─── PASSAGE SHOWN
# Beyerdynamic DT 1990 PRO vs Sennheiser HD 650 vs AKG Pro Audio K712 Pro



## Broth3rz (Dec 7, 2020)

So I'm trying to decide between the Beyerdynamic DT 1990 Pro, the Sennheiser HD 650, and the AKG Pro Audio K712 PRO headphones. The DT 1990 Pro are $100 more than the others so it better be worth the extra cash.

I will be using them for music composition with Kontakt samples from Komplete, Spitfire, Heavyocity, etc.

I was able to try the Sennheiser HD 650 and they are nice once you belt the metal so the clamping pressure is better since I wear glasses. They do sound good.

Which one would you recommend if you could have any of these?


----------



## noiseinmymind (Dec 7, 2020)

I have had the hd650's for about 10 years. They are a solid investment and workhorse headphone.


----------



## David Kudell (Dec 7, 2020)

I grabbed the Drop version of the HD650’s (they’re called HD6xx). It’s basically half the price for the same sound, one of the best deals around.


----------



## noiseinmymind (Dec 7, 2020)

David Kudell said:


> I grabbed the Drop version of the HD650’s (they’re called HD6xx). It’s basically half the price for the same sound, one of the best deals around.



Yes, my friend has these and when we compared them to my hd650's they were identical. Good deal on those massdrops.


----------



## DarkShinryu (Dec 8, 2020)

I have the DT 1990 Pro and love them (using the analytical pads). They do have a peak in the treble which causes ear fatigue to some, but i find this characteristic very useful during the mixing process. They have a great low end unlike a lot of other hp.
Also built like a tank.

I can't speak on the others as i have never tried them.


----------



## cloudbuster (Dec 8, 2020)

I ended up with the K712Pro a couple years ago. Compared to some Senns and Beyers I've tried the 712 had the largest, airiest and most detailed soundstage and I'm a sucker for that sort of thing but you really _need_ to power those AKGs with a dedicated headphone amp to make them sing.

PS: in the meantime I switched to in-ears for all my mixing and entertainment needs on the road (mainly two-way IMR) and modded the living c... out of some pairs to get them as linear and cohesive as possible on my DACs ... couldn't be happier.


----------



## Broth3rz (Dec 9, 2020)

So I have the Beyerdynamic DT 1990 Pro, the Sennheiser HD 650, and the AKG Pro Audio K712 PRO headphones connected to my PC now.

I'm waiting on my Motu M4 to get here so I can plug them into it. So none of them are even a little loud. Which is making it hard to compare them to each other.

As it goes for first impression...

The 1990's unboxing is MUCH better as they give you 2 cords, 2 replacement ear pads a travel / storage case that would actually protect them, with a connect baggie inside for organization.
──────
__TASK DESCRIPTION__. From the headphone thread above, set down word for word the part that opens with the words "Yes, my friend" and closes with "of other hp.".
─── ENTRIES PROVIDED
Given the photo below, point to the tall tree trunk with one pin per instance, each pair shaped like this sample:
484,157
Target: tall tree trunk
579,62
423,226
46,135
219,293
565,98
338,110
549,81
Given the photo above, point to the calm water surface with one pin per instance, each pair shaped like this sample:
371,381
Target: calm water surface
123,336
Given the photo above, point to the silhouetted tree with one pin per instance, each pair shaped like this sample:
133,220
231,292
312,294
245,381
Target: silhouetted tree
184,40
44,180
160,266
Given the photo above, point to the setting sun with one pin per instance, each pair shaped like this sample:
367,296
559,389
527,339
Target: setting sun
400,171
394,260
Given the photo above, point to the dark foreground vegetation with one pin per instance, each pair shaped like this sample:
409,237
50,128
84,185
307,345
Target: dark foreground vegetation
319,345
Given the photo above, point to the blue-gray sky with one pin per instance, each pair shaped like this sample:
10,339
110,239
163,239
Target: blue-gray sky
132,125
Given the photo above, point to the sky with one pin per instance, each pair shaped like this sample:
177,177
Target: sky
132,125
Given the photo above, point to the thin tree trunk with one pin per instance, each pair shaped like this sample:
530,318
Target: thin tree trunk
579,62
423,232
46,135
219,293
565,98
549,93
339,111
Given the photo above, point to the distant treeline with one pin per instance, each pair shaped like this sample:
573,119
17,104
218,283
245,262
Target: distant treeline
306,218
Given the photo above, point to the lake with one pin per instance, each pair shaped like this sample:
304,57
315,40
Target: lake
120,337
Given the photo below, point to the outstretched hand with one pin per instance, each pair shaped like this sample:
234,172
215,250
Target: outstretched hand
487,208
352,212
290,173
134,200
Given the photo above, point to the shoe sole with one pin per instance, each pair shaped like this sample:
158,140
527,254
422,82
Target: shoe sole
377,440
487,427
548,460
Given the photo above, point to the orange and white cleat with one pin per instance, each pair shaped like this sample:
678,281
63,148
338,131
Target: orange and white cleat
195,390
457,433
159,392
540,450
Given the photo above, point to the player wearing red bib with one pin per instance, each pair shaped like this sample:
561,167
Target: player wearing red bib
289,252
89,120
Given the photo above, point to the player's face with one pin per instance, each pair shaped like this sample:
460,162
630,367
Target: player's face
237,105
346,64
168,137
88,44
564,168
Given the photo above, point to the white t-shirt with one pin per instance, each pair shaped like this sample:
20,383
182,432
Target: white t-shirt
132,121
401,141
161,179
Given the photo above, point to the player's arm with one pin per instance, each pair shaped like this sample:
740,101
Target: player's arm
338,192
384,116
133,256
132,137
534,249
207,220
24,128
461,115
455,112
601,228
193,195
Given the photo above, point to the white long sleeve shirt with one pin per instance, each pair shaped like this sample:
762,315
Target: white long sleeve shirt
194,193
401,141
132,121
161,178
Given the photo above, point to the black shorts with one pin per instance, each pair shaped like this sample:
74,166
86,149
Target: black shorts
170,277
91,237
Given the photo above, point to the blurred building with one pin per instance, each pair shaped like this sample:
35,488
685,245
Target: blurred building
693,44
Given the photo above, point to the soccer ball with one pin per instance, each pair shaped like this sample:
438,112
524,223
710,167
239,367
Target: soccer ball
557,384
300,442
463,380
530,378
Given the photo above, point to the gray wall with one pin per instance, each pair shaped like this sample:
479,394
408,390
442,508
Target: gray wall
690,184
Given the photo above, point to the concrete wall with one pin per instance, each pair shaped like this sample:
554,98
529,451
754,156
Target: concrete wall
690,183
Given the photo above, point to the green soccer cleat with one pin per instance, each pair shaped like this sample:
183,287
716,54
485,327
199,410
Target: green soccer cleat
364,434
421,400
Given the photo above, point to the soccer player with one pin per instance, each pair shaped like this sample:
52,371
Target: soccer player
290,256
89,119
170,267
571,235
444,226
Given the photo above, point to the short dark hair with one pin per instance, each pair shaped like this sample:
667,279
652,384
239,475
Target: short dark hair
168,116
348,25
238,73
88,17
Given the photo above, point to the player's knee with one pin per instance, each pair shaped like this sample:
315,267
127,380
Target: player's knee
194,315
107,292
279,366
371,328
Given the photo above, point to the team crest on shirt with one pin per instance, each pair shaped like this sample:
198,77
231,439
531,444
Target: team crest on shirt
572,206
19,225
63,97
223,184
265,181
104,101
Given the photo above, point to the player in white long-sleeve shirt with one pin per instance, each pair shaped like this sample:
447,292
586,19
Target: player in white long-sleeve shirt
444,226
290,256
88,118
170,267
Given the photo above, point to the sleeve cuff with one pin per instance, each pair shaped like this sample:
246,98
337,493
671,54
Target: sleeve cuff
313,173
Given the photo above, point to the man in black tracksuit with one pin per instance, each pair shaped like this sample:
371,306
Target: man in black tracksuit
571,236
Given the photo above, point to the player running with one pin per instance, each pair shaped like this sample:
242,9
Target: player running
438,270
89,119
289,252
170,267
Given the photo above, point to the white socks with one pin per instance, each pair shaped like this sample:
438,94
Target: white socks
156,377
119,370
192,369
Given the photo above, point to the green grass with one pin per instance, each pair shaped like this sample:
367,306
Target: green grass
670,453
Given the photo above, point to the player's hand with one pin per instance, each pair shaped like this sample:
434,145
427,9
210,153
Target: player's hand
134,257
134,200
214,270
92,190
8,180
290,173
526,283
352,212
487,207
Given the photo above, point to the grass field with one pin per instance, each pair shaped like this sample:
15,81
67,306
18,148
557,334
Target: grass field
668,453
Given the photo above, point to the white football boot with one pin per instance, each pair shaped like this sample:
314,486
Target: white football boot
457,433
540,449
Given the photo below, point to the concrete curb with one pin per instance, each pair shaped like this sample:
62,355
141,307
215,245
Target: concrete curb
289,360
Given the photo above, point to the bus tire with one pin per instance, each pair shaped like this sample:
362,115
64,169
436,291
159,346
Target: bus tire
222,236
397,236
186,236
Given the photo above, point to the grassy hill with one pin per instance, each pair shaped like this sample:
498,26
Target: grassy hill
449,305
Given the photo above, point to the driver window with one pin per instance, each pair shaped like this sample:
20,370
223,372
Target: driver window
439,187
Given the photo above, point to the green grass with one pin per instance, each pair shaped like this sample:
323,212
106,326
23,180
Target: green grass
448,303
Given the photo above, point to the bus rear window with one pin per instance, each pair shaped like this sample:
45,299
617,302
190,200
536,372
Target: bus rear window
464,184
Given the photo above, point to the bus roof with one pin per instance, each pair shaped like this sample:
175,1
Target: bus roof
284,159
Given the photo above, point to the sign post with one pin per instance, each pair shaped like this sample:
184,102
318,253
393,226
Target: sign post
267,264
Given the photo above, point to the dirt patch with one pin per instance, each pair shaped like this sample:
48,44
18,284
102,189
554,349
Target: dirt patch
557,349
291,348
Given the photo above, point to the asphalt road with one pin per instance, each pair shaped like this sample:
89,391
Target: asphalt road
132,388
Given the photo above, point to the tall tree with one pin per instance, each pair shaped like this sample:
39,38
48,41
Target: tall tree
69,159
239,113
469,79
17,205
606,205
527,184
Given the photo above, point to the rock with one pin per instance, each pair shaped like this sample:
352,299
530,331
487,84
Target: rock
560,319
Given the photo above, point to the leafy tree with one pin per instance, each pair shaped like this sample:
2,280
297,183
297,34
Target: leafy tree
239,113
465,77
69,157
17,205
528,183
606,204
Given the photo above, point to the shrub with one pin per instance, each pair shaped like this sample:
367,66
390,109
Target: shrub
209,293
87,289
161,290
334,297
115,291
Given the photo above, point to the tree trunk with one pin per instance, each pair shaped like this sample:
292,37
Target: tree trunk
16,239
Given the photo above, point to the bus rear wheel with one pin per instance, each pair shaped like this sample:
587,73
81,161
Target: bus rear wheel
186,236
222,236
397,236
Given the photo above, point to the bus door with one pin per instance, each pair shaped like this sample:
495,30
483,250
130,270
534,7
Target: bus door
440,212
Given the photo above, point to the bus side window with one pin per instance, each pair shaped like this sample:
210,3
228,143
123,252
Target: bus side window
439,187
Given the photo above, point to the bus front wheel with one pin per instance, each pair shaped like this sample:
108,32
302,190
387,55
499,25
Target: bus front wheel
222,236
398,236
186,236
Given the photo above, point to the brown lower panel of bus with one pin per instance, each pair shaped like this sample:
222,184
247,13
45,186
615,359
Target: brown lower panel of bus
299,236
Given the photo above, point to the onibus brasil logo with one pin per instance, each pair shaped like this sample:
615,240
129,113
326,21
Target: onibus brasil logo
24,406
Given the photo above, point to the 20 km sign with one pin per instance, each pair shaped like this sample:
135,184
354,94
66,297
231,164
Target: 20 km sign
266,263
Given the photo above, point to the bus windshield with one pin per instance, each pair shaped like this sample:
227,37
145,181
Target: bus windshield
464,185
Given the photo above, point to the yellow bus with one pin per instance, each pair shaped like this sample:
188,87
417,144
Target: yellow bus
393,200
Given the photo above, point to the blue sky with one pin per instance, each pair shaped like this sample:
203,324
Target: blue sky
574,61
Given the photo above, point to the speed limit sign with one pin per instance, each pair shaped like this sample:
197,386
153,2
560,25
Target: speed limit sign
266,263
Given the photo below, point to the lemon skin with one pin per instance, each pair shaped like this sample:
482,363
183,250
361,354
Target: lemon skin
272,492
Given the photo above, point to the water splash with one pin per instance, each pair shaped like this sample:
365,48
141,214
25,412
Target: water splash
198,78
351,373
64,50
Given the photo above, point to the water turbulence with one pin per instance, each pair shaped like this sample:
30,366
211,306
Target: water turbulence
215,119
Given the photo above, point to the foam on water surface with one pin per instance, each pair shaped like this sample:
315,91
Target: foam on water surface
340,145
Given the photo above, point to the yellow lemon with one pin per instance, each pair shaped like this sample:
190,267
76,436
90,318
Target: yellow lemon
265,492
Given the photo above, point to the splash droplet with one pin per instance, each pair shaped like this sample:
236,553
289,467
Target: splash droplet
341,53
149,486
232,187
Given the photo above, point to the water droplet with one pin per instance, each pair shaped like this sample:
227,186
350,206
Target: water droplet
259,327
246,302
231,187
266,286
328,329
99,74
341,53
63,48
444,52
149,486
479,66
──────
__SOLUTION__.
Yes, my friend has these and when we compared them to my hd650's they were identical. Good deal on those massdrops.


----------



## DarkShinryu (Dec 8, 2020)

I have the DT 1990 Pro and love them (using the analytical pads). They do have a peak in the treble which causes ear fatigue to some, but i find this characteristic very useful during the mixing process. They have a great low end unlike a lot of other hp.